[Start of Attachment]

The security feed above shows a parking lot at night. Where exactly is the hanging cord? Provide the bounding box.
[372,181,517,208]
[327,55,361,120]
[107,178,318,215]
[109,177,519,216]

[End of Attachment]

# [What the task requires]
The full listing above needs to be retyped exactly.

# [Task solution]
The security feed above shows a parking lot at night. Where exactly is the hanging cord? Provide the bounding box.
[372,181,517,208]
[327,55,361,120]
[107,178,318,215]
[109,177,519,216]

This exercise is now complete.